* _DATASET ROWS_
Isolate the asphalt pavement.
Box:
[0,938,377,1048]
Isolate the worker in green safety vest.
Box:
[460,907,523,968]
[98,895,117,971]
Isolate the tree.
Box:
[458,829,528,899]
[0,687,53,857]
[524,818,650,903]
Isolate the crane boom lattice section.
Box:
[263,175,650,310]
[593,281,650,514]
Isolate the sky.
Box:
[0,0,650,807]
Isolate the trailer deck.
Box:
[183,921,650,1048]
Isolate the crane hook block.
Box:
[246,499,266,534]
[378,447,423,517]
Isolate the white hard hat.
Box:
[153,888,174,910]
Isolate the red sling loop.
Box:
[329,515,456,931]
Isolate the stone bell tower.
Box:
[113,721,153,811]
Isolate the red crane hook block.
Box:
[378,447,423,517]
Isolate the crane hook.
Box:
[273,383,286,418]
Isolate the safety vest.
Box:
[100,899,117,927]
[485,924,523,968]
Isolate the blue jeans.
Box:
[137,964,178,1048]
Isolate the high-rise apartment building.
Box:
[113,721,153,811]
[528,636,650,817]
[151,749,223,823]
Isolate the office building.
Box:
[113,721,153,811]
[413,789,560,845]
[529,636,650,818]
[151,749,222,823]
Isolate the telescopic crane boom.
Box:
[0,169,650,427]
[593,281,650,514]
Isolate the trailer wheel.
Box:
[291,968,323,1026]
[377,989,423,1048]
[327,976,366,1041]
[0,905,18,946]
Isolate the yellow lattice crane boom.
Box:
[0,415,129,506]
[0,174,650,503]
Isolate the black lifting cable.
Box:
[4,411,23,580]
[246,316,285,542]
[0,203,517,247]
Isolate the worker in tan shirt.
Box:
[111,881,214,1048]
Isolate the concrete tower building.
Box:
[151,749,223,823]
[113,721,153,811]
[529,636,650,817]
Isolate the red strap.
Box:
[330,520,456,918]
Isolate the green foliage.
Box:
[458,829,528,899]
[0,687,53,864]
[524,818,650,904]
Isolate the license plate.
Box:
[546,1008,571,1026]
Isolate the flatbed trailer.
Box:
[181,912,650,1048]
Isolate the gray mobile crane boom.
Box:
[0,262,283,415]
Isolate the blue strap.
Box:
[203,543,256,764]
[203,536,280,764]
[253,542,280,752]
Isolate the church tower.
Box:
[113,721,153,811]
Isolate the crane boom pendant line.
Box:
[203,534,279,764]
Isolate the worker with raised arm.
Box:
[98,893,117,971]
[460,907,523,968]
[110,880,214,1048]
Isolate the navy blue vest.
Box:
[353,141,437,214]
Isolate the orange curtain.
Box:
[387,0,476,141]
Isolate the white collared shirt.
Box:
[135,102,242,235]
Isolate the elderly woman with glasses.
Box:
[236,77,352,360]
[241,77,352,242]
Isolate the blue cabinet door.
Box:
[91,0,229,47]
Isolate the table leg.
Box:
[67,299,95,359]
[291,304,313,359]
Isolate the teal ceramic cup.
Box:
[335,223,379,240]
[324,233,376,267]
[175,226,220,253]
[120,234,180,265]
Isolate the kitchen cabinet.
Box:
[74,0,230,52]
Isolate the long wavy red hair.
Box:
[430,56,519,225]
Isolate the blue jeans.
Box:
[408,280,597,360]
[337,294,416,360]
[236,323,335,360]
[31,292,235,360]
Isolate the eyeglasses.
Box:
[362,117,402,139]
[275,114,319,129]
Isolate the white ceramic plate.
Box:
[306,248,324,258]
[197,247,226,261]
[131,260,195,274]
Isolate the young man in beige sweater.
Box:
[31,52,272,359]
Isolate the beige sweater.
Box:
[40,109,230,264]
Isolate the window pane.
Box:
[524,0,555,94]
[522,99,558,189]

* _AIM OF THE EXERCISE_
Starting with the line that contains "Isolate the office building." and going on through the line that contains "[40,109,230,264]", write those lines out again with their entry text, and increase every box coordinate by 50.

* _EXERCISE ANSWER_
Isolate the office building.
Box:
[163,771,203,861]
[463,839,610,895]
[579,686,700,868]
[201,799,272,873]
Isolate the telescopic crane boom.
Box:
[50,219,700,477]
[643,331,700,564]
Isolate the trailer wheel.
Box:
[341,1018,373,1076]
[427,1039,473,1098]
[377,1026,416,1091]
[50,955,68,996]
Isolate the yellow lattice crane boom.
Box:
[50,465,179,556]
[50,224,700,553]
Isolate the black lifting cable.
Box:
[54,461,73,630]
[296,366,335,592]
[50,253,567,297]
Isolate the worker in tan shirt.
Box:
[161,931,264,1098]
Isolate the concrete tower building.
Box:
[201,799,273,873]
[163,771,203,861]
[579,686,700,867]
Isolate the red strap.
Box:
[380,570,506,968]
Isolate the green foliage.
Box:
[508,879,578,949]
[50,737,103,914]
[574,868,700,954]
Isolate the license plate.
Box:
[596,1058,621,1076]
Isolate the flatbed trailer.
Box:
[231,962,700,1098]
Isolate the gray mobile crane boom.
Box:
[50,312,333,465]
Isolate the blue strap.
Box:
[253,593,306,814]
[253,586,330,814]
[303,592,330,802]
Isolate the church tower.
Box:
[163,771,203,861]
Isolate the crane boom pendant line.
Box:
[253,584,329,814]
Isolate the worker with raised arm.
Box:
[148,943,167,1021]
[510,957,573,1018]
[160,930,264,1098]
Isolate the navy blue vest.
Box:
[403,191,487,264]
Isolate the orange curtain.
Box:
[437,50,526,191]
Isolate the white collared shirt.
Box:
[185,152,292,285]
Isolate the elderly woman with glasses.
Box:
[286,127,402,410]
[291,127,402,292]
Isolate the blue cabinet door.
Box:
[141,50,279,97]
Isolate the table leg.
Box:
[117,349,145,409]
[341,354,363,409]
Isolate the teal ceramic cup.
Box:
[385,273,429,290]
[374,283,426,317]
[225,276,270,303]
[170,284,230,315]
Isolate the kitchen cabinet.
Box:
[124,50,280,102]
Isolate the long wavy red hair.
Box:
[480,106,569,275]
Isolate the blue jeans.
Box:
[458,330,647,410]
[387,344,466,410]
[286,373,385,410]
[81,342,285,410]
Isolate the eyeglasses.
Box:
[412,167,452,189]
[325,164,369,179]
Isolate the white ceramic plate.
Box:
[356,298,374,308]
[247,297,276,311]
[181,310,245,324]
Isolate the young man in beige sweater.
Box:
[81,102,322,409]
Isolate the beige sweater.
Box:
[90,159,280,314]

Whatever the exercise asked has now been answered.